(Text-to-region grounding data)
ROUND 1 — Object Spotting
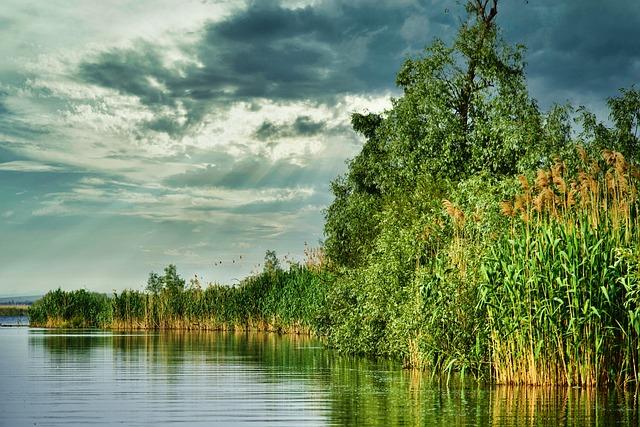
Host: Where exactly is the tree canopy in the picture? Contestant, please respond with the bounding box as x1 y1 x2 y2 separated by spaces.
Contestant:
325 0 544 267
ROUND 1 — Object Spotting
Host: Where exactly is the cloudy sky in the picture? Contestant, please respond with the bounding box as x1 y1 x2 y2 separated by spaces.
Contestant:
1 0 638 296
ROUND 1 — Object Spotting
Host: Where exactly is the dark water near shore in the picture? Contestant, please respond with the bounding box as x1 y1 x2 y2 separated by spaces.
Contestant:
0 327 638 426
0 315 28 326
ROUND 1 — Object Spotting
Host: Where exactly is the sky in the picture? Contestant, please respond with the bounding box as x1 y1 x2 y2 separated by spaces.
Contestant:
1 0 639 296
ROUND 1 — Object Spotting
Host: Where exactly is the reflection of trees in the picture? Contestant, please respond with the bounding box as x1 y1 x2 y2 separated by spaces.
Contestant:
28 330 111 363
29 330 639 425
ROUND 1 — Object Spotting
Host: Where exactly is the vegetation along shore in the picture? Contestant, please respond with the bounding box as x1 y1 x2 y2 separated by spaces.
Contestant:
0 305 29 317
30 0 640 387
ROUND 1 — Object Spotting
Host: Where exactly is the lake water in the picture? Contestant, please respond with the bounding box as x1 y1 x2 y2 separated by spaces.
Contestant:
0 315 28 326
0 327 638 426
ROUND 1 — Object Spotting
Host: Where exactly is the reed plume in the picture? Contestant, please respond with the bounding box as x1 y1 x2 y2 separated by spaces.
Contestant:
487 147 640 386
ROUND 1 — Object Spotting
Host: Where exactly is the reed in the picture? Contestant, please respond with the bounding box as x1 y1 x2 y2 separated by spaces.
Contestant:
29 288 112 328
31 265 332 335
481 149 640 386
28 149 640 387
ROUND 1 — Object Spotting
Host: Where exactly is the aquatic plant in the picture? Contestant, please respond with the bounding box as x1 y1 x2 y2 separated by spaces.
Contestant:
482 149 640 386
29 288 112 328
32 263 332 335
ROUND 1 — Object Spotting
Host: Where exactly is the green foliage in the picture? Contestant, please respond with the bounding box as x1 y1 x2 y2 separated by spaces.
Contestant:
29 289 112 328
324 0 547 269
263 250 281 273
322 0 640 386
577 87 640 164
323 180 382 268
482 219 640 386
29 0 640 388
146 272 163 294
32 265 332 335
145 264 185 295
480 152 640 386
163 264 185 293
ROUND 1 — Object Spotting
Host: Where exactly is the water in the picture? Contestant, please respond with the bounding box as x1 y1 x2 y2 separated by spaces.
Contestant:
0 315 28 326
0 328 638 426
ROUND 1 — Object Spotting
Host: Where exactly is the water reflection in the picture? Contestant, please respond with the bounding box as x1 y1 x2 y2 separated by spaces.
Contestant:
0 329 636 425
0 315 29 326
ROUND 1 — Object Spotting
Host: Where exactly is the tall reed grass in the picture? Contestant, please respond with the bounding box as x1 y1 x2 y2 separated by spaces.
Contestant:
482 149 640 386
29 288 112 328
30 266 332 335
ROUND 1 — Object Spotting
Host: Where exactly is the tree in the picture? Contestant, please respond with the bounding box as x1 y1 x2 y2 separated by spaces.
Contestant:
324 0 544 267
388 0 541 181
323 113 387 267
609 87 640 162
263 250 281 273
145 264 185 294
146 272 163 294
163 264 185 293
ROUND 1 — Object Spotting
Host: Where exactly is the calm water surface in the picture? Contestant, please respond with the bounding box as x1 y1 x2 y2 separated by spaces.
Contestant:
0 327 638 426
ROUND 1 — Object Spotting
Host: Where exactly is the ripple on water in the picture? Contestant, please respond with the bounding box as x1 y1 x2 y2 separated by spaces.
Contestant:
0 328 638 426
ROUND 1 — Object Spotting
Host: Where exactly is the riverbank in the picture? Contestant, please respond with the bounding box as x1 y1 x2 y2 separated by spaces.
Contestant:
29 266 331 336
29 203 640 389
0 305 29 317
24 0 640 389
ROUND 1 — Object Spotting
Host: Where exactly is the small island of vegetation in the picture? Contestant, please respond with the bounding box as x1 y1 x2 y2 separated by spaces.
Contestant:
30 0 640 388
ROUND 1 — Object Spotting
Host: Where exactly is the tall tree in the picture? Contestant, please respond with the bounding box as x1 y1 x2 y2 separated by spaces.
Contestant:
163 264 185 293
324 0 543 267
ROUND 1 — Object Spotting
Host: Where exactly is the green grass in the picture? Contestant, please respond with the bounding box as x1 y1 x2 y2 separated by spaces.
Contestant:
29 288 112 328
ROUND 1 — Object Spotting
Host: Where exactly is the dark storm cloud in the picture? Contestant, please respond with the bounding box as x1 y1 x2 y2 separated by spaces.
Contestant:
79 43 175 107
77 0 640 131
291 115 326 135
254 115 326 141
500 0 640 110
197 0 433 95
77 0 442 132
145 117 184 136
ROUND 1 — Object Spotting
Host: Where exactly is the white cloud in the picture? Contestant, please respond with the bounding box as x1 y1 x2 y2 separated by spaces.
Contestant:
31 200 71 216
0 161 67 173
0 0 395 293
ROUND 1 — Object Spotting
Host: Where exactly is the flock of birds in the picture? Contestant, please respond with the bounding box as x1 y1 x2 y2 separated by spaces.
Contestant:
212 252 298 273
212 254 243 267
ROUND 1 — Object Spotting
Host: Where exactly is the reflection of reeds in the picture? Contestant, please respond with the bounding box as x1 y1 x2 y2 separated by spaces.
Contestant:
484 148 640 386
490 386 640 426
491 386 598 426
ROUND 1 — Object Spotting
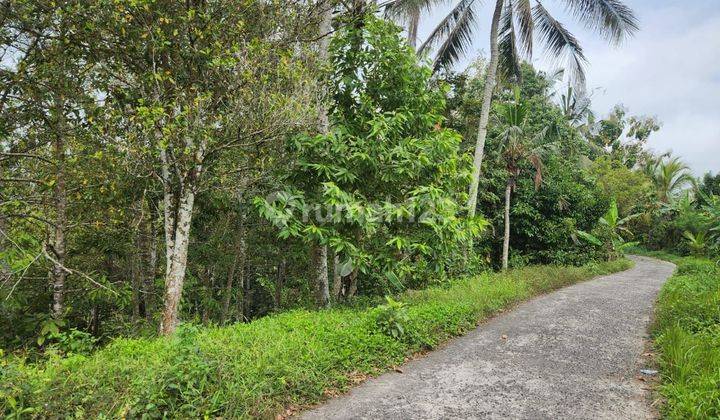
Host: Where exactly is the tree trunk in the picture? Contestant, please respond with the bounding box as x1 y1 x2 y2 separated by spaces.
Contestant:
0 165 9 283
240 264 250 321
317 3 333 130
220 217 246 324
502 181 512 271
346 268 359 298
143 207 158 322
201 266 214 324
467 0 504 218
159 185 195 335
332 253 342 299
311 244 330 307
274 258 286 309
407 7 420 48
89 305 99 336
130 254 141 320
49 96 67 319
307 5 333 308
131 203 144 321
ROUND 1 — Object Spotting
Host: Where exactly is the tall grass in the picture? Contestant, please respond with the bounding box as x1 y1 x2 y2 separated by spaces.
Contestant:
1 259 631 418
652 255 720 419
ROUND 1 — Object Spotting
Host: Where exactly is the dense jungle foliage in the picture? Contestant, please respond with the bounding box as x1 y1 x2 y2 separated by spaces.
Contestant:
0 0 718 417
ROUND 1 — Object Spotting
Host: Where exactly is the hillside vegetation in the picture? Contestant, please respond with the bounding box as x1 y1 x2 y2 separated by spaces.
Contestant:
1 259 631 418
645 253 720 419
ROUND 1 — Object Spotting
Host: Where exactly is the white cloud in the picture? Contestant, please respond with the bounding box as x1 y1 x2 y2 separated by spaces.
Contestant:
581 2 720 175
417 0 720 175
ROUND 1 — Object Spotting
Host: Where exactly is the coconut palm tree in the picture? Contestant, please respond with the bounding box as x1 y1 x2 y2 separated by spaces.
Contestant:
385 0 638 221
495 87 553 269
649 156 695 203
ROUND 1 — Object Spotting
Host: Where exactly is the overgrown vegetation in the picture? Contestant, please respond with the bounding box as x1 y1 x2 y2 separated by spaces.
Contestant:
644 253 720 419
2 0 718 416
1 259 631 418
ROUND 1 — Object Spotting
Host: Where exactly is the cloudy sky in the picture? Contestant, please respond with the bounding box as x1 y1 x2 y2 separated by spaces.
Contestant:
417 0 720 175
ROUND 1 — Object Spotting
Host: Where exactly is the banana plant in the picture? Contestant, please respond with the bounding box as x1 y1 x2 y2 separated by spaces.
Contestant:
682 230 708 256
576 199 639 257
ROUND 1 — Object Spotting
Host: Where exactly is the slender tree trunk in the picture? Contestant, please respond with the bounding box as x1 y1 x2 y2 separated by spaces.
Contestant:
311 244 330 307
143 206 158 322
0 166 10 283
502 181 512 271
240 265 251 321
130 254 141 320
308 4 334 305
220 217 246 324
201 266 214 324
467 0 504 218
89 305 99 336
407 7 420 48
274 258 286 309
131 202 144 321
50 96 67 319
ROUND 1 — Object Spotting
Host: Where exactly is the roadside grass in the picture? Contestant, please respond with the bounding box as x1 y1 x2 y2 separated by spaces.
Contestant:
1 259 631 419
642 252 720 419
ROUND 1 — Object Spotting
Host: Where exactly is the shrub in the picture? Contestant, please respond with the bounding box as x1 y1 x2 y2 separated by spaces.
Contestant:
1 259 631 418
653 255 720 418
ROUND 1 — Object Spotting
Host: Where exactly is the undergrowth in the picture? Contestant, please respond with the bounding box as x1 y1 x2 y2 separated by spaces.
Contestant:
649 253 720 419
1 259 632 418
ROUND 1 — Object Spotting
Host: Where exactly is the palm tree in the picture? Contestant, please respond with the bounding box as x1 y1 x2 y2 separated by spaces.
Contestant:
385 0 638 221
649 156 695 203
495 88 552 269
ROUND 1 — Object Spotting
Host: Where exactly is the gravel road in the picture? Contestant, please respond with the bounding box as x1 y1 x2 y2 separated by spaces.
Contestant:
301 256 675 419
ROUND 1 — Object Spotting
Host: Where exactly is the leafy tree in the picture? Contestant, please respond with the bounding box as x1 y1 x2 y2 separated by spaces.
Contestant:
699 172 720 197
415 0 640 224
584 105 660 168
590 156 653 216
256 15 486 297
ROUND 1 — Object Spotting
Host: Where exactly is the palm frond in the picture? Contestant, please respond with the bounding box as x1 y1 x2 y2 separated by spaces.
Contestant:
533 2 587 85
418 0 478 71
382 0 450 18
514 0 533 57
560 0 639 44
498 0 521 83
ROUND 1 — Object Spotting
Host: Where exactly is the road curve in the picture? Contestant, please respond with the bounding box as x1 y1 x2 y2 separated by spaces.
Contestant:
301 256 675 419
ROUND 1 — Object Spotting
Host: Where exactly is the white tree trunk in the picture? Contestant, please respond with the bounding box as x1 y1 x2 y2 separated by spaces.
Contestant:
312 244 330 307
467 0 504 218
502 182 512 271
308 3 333 306
160 185 195 335
50 95 67 319
160 149 176 282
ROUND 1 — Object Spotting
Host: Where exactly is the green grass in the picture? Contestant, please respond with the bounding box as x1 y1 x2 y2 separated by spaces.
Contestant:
647 253 720 419
1 259 632 419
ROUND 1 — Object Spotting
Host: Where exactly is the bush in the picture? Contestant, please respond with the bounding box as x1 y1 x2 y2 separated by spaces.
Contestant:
1 259 632 418
653 255 720 418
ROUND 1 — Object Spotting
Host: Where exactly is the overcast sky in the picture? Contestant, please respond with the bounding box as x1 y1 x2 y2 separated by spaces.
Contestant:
417 0 720 176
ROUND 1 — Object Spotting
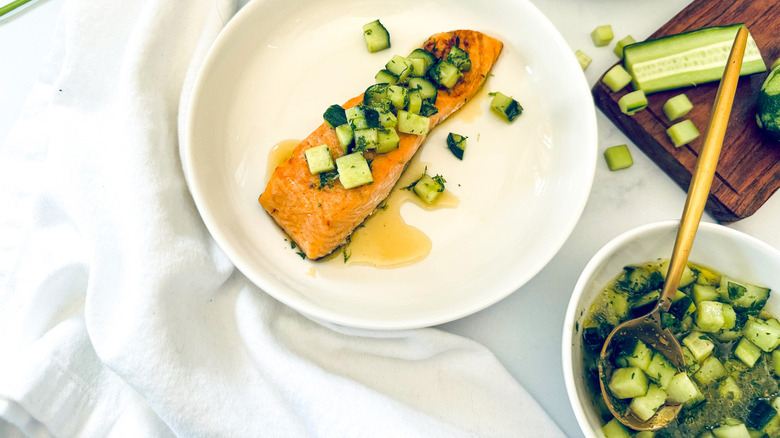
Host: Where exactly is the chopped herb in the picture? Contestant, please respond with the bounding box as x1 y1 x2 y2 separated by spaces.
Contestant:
319 170 339 188
296 251 306 259
728 282 747 300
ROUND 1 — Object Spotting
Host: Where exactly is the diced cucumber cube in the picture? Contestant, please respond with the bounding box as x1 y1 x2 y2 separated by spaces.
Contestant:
743 317 780 352
725 360 749 378
604 144 633 171
712 422 751 438
694 356 727 386
362 19 390 53
407 92 423 115
659 260 697 287
607 290 630 321
304 144 335 174
764 415 780 438
666 372 702 404
387 85 408 109
346 106 368 130
363 84 390 109
671 290 696 317
408 57 426 77
323 105 347 128
735 338 762 368
647 353 676 389
412 174 445 204
682 346 701 374
397 110 429 135
575 50 592 70
721 303 737 330
666 119 700 147
602 65 633 92
376 108 397 129
353 128 378 152
335 124 353 149
429 60 462 89
766 318 780 329
613 35 636 59
489 91 523 123
375 69 398 85
629 384 667 421
608 366 649 399
407 49 436 75
697 266 721 286
718 376 742 400
696 301 726 333
446 46 472 72
693 283 719 306
601 418 631 438
446 133 467 160
682 332 714 362
616 339 653 371
385 55 413 83
747 399 777 430
773 350 780 375
407 77 438 101
591 24 614 47
719 276 771 311
663 94 694 121
375 129 399 154
335 152 373 189
618 90 648 115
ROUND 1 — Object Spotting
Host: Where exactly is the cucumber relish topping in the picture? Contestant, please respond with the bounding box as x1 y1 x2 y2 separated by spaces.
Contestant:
312 31 472 190
583 260 779 438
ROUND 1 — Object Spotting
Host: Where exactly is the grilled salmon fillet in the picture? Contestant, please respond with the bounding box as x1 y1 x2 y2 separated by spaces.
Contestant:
259 30 503 259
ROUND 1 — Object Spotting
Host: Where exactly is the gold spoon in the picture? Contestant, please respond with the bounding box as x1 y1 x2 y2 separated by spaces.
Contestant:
598 25 750 431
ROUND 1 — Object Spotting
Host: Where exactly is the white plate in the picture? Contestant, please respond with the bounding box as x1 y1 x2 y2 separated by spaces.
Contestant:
183 0 597 329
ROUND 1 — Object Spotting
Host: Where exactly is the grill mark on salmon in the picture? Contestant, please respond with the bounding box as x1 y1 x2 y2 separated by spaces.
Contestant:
258 30 503 260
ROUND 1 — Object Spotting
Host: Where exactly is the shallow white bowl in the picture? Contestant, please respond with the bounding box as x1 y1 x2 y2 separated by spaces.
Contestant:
183 0 596 329
562 220 780 437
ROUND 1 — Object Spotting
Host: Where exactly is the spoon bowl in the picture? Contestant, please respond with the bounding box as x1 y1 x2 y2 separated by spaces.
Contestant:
598 311 685 430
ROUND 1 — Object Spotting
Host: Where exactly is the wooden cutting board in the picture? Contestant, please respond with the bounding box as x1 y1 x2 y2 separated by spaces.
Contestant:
593 0 780 222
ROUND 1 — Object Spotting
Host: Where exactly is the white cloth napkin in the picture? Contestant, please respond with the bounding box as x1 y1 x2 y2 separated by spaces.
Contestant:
0 0 565 436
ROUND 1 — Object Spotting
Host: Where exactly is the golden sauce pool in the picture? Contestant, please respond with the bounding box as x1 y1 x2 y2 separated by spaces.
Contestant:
340 160 458 269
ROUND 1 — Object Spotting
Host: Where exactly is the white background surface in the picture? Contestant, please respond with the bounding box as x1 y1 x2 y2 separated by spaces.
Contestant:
5 0 780 436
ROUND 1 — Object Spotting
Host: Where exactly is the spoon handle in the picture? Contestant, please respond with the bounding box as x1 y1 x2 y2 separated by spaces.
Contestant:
660 26 749 305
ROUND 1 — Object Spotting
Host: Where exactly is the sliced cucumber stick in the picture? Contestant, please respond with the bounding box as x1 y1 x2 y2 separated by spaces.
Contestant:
624 24 766 94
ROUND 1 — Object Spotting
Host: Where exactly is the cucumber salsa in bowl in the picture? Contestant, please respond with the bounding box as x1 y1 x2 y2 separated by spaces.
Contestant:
583 259 780 437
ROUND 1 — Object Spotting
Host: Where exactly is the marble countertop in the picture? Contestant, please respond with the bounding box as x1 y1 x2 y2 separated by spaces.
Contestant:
4 0 780 436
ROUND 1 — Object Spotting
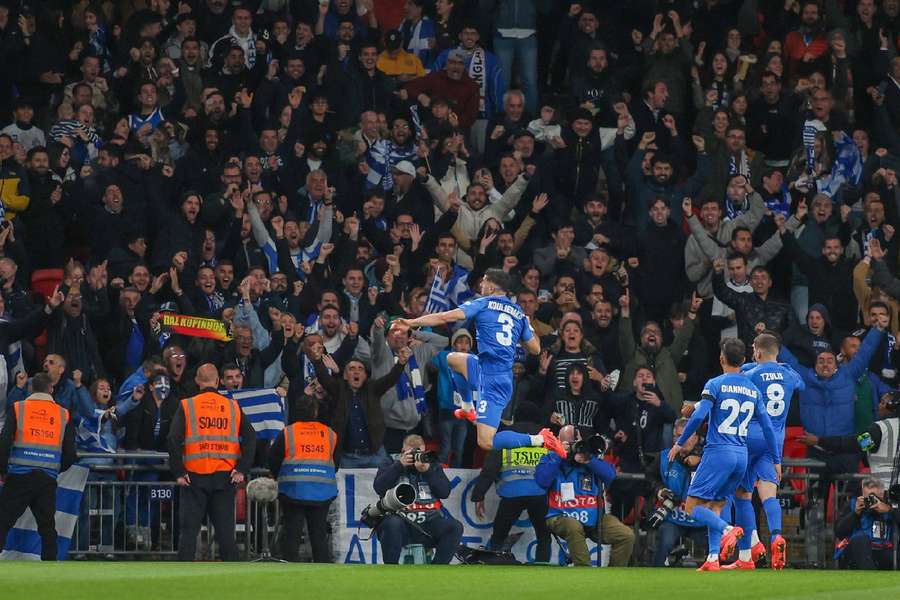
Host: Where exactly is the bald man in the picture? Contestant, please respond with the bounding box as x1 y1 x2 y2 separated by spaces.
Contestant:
167 363 256 561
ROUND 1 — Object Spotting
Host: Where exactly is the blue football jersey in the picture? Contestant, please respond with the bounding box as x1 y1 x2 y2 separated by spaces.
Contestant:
459 295 533 368
741 361 805 442
701 372 766 448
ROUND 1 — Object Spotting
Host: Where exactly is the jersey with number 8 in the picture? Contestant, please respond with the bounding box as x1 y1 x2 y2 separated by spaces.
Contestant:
741 361 805 443
459 295 533 369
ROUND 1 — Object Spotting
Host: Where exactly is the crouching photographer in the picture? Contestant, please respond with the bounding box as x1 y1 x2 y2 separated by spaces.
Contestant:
651 418 707 566
372 435 463 564
834 477 900 570
535 425 635 567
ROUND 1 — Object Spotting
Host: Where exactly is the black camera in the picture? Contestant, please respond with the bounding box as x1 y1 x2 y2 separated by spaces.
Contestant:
360 483 417 530
889 484 900 505
571 434 607 457
862 493 881 510
410 449 437 464
646 488 677 530
884 391 900 412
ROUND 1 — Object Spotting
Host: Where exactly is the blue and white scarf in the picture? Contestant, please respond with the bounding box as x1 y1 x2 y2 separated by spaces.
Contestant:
802 118 824 175
817 131 862 198
365 139 416 191
75 408 117 453
396 353 427 414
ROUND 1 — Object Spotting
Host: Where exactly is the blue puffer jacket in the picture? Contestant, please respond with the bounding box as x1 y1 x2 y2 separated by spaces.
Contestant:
778 328 884 437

## Task to carry out
Go through the entries and copy each line holding the string "vegetation".

## Exercise solution
Host: Where exactly is the vegetation along shore in the picture? Contestant, please respond with the bounding box as x1 y1 x2 y2 separated by spaces.
Host: Where exactly is the small island of vegetation in the picture? Contestant, please respond with the bounding box as x1 y1 x2 y2 separated by spaces.
Host: Where exactly is the hillside vegetation in the picture? Contestant, please respond with the bounding box as x1 y1 x2 y2 separated by spaces.
Host: Where exactly is the overgrown vegetation in the picture? Contestant, please respond with the bounding box as x1 y1 x2 y2 separated by spaces.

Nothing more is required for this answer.